Requirement 1: According to the insect blog post, why would humans soon suffocate if insects disappeared from one day to the next?
Requirement 2: Translate this sentence from the insect blog post into Spanish: "The number of bees has fallen drastically in the last few years."

Archive for the "Insects" Category

If insects were to disappear from one day to the next

Dear Friends of Biovision

Summer is the season of mosquitoes, flies and ticks. When it is warm, as it has been in the last few weeks, the creepies start crawling and the air comes alive with buzzing. And every year we experience the unpleasant downside of the insect visitation. Flies settle on our sandwiches, midges spoil the magic of the sunset, and ticks can even spread deadly diseases. We almost catch ourselves wishing that all these bothersome creatures would just take themselves off somewhere else and never come back.

But stop! I am a professed fan of insects. I have spent a lifetime studying them, and would like to put forward a defence of these much maligned creatures. Have you ever thought what would happen if insects really were to disappear from one day to the next? We humans would soon suffocate, because these small helpers would no longer carry off the huge amount of waste we leave behind us. And if that were not enough, we would soon no longer have anything to eat, for insects would no longer pollinate the flowers, nor would they be there as food for other creatures.

All round the world bees alone create an added value of several trillion dollars, mainly through pollinating flowers. Other insects do just as well. So it seems very strange when chemical giants can think of nothing better than to kill off these little wealth creators.

The number of bees has fallen drastically in the last few years. The main reason for this dangerous process, I am fairly sure, is modern agricultural techniques. We have «freed» our agriculture and our fields from weeds and thus deprived the bees of their food sources. We have spayed the fields with pesticides, and thus destroyed the bees. And in the last few years we have even started to infiltrate the toxins into the plants themselves by means of genetic engineering.

All these activities have affected not only our honey bees, but also wild ones, who account for by far the greatest number of bee species. What this will mean in the long term is something I would be glad to go into in more detail in one of my next blogs. But believe me, we are playing with fire.

Records shown:
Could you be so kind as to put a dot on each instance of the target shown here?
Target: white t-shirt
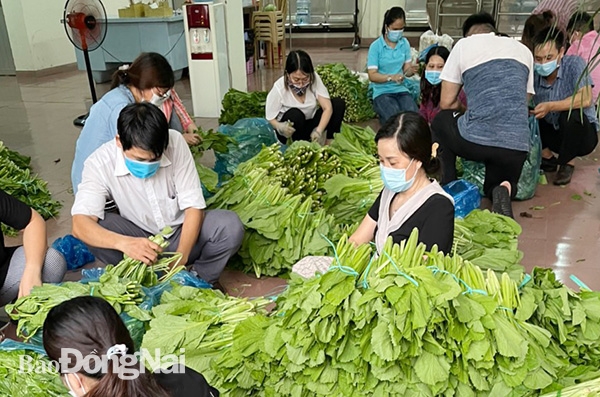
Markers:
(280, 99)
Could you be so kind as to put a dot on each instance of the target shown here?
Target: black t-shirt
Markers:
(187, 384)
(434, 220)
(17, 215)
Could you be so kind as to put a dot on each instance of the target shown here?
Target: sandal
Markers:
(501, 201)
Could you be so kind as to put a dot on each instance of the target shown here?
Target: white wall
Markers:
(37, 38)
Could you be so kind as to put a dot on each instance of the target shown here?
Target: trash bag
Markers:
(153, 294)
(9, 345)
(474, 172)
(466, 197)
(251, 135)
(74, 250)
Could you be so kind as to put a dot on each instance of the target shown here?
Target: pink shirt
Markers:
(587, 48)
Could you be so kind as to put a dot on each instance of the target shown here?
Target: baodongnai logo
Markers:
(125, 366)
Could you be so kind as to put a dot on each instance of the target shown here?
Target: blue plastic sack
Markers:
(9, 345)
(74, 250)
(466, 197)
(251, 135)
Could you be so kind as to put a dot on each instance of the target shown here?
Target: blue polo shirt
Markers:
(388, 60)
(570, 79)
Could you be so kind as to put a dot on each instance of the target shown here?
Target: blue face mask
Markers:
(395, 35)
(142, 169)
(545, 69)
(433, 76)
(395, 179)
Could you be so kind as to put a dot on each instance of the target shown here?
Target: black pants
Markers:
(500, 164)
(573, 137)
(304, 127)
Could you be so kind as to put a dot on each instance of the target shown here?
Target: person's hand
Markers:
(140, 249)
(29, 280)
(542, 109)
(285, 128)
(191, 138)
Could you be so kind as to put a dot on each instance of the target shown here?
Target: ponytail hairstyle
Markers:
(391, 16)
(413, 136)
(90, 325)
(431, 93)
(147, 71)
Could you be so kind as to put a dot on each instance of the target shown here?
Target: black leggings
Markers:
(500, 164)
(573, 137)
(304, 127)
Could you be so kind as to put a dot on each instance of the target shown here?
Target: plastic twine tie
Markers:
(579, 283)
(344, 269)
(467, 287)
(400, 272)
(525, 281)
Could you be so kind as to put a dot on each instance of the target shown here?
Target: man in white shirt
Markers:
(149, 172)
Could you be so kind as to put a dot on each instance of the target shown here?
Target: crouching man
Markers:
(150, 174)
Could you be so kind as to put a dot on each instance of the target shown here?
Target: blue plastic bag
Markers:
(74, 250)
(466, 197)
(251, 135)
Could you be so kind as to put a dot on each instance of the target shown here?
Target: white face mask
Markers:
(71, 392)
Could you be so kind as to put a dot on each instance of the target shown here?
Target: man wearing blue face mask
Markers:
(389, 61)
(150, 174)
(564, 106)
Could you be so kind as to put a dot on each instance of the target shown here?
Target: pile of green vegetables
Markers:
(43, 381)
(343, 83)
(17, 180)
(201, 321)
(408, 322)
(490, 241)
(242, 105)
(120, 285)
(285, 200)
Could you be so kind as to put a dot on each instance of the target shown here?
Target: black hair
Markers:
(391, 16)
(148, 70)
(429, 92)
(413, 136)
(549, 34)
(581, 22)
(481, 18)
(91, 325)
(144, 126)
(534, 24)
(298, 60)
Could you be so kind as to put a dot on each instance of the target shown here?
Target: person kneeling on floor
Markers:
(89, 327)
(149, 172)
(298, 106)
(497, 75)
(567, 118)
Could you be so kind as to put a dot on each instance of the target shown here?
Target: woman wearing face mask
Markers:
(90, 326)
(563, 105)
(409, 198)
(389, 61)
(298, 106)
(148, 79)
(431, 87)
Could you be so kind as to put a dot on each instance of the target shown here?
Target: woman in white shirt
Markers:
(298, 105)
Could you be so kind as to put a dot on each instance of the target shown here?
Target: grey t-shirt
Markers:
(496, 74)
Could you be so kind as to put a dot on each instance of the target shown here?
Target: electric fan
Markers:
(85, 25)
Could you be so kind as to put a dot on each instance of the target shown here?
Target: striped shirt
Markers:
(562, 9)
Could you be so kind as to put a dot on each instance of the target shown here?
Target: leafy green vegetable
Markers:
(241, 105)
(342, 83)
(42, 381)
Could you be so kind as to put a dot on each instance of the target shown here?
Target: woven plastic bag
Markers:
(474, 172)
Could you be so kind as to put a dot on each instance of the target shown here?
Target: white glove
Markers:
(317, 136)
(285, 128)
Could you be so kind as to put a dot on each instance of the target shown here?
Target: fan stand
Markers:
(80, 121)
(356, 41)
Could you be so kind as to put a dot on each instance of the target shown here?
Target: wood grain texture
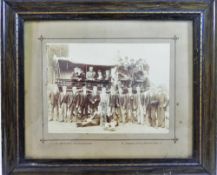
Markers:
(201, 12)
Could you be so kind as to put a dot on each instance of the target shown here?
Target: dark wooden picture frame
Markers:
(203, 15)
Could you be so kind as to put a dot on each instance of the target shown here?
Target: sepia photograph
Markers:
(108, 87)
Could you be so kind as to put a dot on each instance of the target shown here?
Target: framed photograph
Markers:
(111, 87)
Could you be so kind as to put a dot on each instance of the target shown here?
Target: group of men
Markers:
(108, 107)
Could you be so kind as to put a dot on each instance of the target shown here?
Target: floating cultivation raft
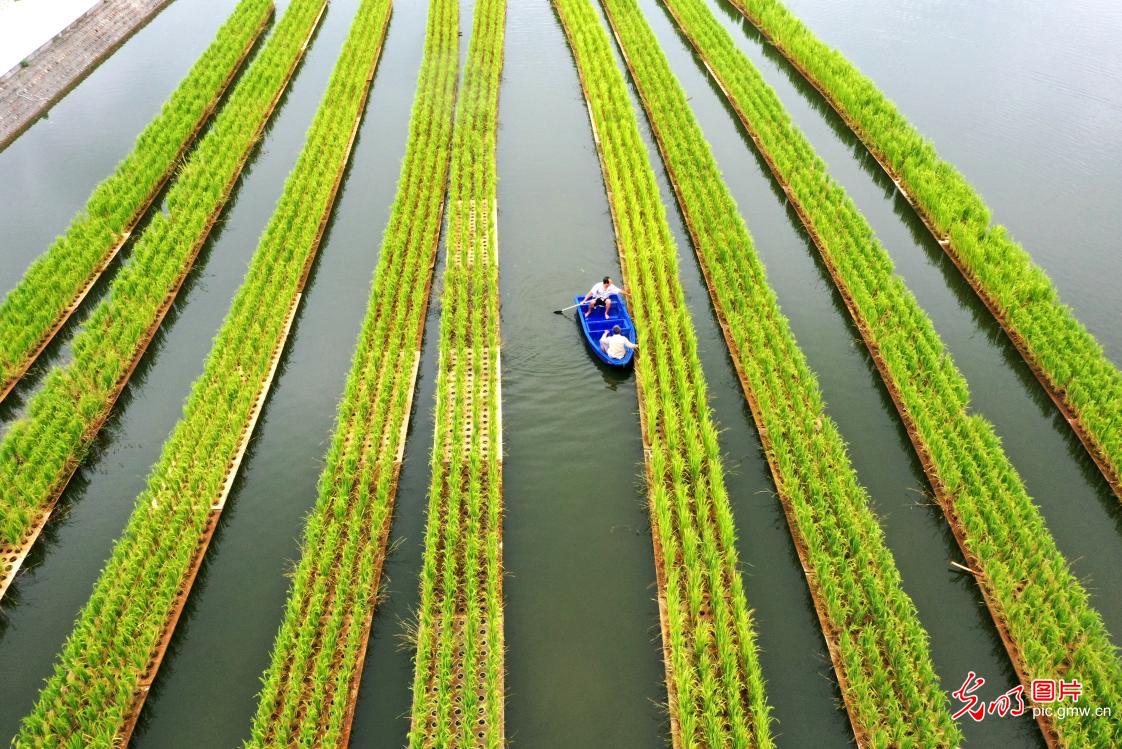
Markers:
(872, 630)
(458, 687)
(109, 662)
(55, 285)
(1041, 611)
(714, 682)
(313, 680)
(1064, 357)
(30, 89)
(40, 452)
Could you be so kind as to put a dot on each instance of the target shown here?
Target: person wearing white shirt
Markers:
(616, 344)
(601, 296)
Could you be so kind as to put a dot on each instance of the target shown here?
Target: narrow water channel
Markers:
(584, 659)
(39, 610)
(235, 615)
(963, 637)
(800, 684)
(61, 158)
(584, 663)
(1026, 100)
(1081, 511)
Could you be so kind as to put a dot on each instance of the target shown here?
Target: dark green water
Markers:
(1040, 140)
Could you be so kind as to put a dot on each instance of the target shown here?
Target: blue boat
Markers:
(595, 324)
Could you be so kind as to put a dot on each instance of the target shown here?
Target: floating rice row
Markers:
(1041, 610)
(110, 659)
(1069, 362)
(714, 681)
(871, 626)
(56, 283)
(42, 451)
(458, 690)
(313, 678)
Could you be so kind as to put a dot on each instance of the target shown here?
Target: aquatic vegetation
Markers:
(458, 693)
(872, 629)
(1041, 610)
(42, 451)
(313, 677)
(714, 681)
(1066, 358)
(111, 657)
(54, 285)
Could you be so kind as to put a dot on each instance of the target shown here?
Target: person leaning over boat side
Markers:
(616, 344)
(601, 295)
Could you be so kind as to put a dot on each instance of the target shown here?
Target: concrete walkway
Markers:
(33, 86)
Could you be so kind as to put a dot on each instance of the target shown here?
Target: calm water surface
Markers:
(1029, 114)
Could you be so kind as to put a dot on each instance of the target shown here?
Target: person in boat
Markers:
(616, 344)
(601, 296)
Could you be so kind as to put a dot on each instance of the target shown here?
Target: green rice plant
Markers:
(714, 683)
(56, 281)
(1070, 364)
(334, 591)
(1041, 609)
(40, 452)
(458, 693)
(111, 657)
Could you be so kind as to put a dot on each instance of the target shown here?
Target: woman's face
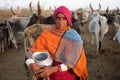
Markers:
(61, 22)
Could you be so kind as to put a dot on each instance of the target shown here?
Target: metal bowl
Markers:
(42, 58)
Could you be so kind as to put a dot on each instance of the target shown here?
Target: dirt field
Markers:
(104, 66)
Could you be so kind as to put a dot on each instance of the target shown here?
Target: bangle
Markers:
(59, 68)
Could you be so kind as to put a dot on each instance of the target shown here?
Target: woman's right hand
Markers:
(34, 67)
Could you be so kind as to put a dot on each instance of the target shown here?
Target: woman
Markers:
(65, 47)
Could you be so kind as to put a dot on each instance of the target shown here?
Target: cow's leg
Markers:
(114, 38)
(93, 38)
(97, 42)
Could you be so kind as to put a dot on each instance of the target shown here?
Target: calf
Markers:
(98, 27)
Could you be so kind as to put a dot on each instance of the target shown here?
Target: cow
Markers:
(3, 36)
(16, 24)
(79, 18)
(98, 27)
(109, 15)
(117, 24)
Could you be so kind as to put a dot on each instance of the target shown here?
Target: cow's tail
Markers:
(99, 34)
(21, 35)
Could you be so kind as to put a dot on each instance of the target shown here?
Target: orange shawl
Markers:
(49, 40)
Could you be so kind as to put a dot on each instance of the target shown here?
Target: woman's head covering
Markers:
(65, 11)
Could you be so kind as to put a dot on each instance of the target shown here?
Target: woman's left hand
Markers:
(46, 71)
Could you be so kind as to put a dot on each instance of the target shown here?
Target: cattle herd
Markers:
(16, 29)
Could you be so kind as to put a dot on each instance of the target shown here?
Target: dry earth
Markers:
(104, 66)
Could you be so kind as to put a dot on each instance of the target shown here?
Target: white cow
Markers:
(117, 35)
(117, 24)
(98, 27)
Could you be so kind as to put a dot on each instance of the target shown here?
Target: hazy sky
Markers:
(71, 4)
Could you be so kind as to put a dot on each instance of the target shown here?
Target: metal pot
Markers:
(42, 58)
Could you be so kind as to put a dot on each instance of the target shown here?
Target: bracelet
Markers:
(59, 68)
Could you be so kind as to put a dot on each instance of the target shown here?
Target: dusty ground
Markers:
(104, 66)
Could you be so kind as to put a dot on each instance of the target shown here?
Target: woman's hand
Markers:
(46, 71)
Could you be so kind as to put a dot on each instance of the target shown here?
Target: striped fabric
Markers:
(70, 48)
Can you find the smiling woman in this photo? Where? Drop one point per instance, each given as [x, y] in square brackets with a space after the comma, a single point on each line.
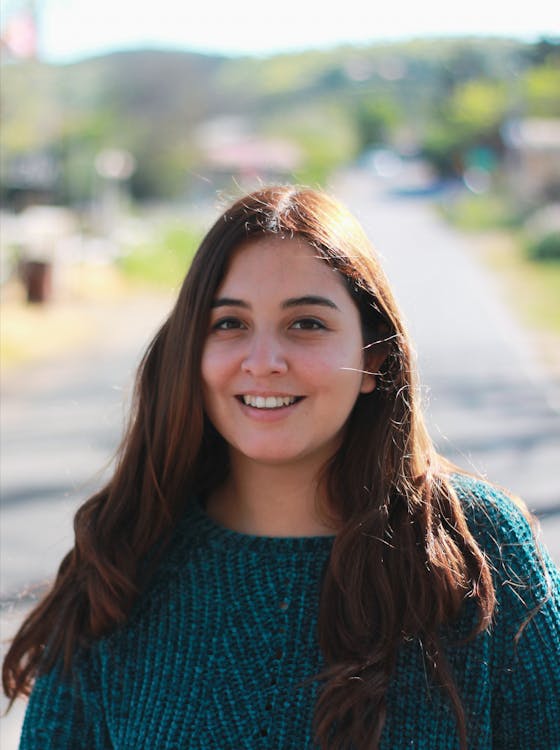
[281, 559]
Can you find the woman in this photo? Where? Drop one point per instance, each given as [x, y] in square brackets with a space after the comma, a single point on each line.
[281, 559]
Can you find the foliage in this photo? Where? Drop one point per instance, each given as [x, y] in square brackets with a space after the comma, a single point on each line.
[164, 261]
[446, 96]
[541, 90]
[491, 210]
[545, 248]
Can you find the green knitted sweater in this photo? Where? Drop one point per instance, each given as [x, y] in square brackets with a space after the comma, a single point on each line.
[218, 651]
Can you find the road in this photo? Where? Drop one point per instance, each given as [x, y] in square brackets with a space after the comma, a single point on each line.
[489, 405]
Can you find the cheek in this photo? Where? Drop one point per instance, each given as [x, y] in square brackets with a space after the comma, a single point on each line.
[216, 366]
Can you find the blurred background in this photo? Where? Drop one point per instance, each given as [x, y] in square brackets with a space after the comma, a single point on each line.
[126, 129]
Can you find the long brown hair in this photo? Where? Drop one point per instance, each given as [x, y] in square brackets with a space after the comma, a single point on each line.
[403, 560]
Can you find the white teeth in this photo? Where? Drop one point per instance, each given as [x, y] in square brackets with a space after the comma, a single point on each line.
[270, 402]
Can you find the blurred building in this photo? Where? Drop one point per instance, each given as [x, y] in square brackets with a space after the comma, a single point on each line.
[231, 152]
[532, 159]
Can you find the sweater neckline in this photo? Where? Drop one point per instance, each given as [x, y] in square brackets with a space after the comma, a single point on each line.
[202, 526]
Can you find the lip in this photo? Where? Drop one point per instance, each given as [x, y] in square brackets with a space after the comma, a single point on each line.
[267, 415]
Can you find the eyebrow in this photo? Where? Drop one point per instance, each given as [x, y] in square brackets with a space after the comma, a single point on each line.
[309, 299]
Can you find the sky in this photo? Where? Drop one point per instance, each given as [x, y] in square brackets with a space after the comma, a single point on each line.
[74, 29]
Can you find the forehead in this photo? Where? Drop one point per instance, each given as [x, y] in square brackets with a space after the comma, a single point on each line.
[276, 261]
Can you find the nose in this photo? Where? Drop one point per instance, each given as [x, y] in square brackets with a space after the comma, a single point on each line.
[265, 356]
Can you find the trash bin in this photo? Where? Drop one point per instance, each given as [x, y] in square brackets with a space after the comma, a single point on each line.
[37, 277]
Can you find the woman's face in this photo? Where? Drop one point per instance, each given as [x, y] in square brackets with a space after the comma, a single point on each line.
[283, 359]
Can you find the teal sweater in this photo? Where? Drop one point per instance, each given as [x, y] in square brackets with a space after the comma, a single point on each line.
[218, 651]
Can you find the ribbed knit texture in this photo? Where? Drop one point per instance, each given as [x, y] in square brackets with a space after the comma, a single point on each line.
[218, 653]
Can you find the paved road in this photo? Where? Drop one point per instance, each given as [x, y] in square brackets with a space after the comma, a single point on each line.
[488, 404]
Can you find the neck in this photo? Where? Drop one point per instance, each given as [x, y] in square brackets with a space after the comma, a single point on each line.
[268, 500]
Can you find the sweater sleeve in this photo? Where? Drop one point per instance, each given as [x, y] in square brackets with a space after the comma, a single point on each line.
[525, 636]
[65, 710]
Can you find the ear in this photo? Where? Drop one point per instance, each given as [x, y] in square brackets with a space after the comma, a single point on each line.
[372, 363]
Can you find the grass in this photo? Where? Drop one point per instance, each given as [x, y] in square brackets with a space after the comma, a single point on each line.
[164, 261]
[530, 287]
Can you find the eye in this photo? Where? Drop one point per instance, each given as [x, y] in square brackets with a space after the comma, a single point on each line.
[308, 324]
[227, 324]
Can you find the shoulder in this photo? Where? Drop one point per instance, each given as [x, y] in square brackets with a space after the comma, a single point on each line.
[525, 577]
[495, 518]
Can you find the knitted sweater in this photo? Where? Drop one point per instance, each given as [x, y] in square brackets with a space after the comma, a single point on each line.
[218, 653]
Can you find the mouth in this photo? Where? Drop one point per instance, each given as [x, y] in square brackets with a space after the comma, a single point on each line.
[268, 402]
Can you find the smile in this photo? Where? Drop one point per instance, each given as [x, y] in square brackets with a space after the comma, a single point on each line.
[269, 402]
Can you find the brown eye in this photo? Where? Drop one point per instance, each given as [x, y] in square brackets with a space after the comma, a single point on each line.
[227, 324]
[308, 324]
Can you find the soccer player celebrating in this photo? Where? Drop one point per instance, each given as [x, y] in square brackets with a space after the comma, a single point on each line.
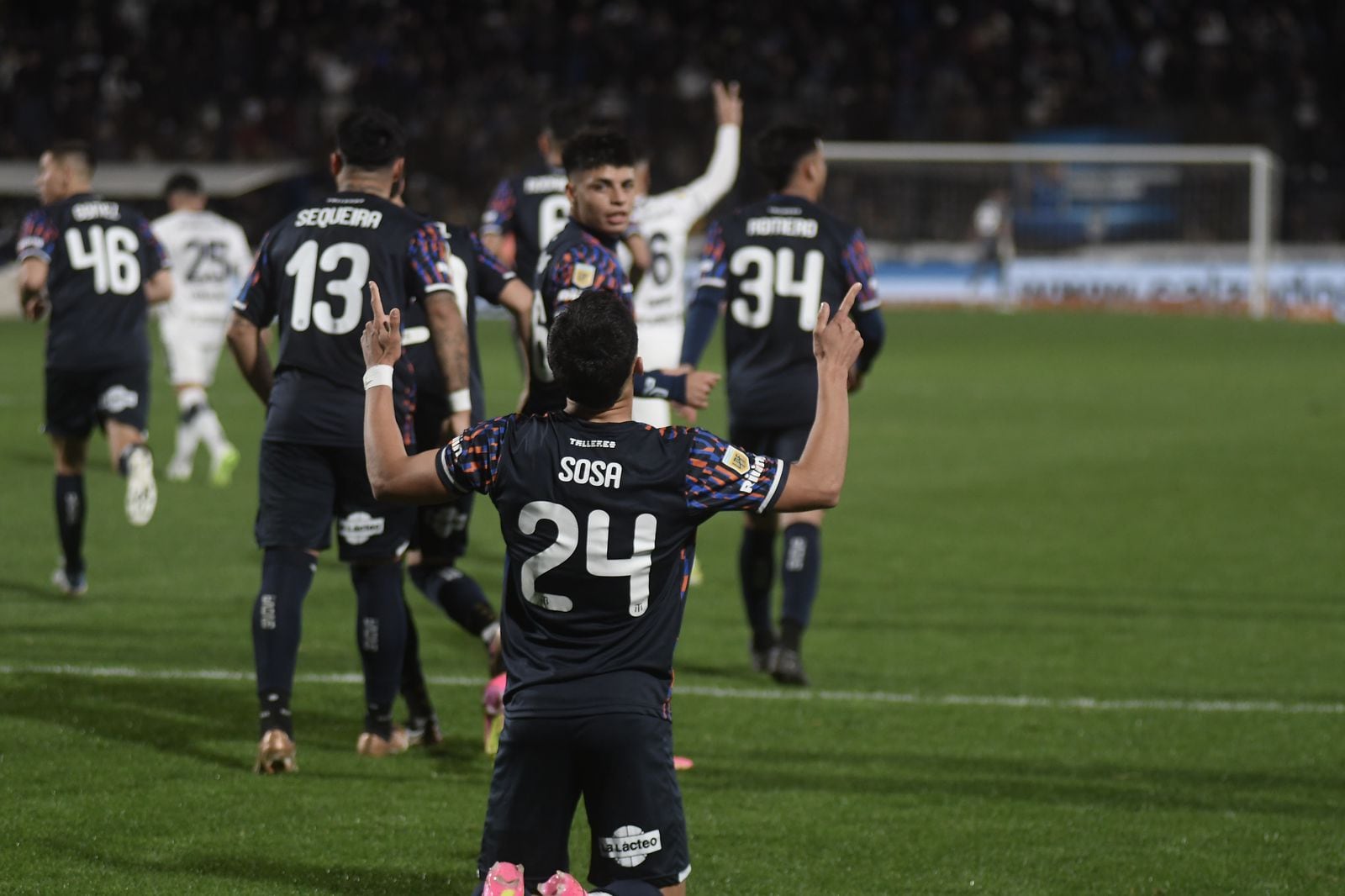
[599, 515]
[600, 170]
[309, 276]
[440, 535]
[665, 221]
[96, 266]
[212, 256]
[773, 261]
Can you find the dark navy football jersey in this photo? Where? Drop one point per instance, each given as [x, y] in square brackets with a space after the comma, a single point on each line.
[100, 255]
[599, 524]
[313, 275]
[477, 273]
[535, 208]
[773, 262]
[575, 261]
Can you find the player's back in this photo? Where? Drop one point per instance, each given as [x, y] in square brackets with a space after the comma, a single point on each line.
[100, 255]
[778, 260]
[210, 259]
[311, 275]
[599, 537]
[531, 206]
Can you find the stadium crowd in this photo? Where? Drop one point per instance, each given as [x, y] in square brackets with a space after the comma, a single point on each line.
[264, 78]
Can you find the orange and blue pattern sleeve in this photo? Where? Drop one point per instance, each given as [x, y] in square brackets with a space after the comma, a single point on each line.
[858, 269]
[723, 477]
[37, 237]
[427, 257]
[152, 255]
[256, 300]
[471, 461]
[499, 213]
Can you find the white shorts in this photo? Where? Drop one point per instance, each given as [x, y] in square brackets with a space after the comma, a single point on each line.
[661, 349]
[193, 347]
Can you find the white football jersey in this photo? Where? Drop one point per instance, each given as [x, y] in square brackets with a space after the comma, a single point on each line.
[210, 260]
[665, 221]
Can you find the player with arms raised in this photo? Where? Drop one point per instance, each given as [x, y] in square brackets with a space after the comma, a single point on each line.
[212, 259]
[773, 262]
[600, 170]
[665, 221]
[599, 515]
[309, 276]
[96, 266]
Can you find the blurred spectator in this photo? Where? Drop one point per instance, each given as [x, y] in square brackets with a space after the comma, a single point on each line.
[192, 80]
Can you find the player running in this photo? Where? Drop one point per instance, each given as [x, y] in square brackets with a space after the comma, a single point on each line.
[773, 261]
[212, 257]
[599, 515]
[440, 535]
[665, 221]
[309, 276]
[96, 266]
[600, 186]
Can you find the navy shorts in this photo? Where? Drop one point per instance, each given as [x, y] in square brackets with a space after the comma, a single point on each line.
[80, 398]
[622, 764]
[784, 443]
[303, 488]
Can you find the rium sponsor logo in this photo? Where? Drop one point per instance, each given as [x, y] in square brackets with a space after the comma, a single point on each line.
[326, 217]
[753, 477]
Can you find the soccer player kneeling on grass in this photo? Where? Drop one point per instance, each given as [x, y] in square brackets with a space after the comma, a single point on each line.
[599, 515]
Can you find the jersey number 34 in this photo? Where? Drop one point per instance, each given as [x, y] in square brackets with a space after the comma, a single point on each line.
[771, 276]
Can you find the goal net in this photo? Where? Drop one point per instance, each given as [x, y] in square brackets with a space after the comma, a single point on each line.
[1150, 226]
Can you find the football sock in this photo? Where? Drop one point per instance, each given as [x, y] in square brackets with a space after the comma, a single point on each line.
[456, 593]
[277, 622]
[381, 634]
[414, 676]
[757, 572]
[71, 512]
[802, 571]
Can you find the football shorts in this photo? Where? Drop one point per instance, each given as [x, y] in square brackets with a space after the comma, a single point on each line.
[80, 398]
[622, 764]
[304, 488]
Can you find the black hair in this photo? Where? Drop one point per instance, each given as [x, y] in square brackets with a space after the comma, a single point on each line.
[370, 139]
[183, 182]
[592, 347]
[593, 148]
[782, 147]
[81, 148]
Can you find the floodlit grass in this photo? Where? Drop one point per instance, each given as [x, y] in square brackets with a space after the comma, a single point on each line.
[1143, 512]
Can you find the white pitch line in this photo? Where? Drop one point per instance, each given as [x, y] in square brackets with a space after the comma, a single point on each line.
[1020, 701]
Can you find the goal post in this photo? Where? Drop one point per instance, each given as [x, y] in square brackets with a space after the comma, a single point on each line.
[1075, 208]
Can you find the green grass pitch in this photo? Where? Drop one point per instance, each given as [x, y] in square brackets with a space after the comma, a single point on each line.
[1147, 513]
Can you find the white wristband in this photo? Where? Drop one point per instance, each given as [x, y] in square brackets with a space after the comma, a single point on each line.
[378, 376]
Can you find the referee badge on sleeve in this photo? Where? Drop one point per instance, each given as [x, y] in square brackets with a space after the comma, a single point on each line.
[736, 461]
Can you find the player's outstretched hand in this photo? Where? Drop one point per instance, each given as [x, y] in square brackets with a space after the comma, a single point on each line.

Response 1: Humans would soon suffocate because insects would no longer carry off the huge amount of waste that people leave behind them.

Response 2: El número de abejas ha disminuido drásticamente en los últimos años.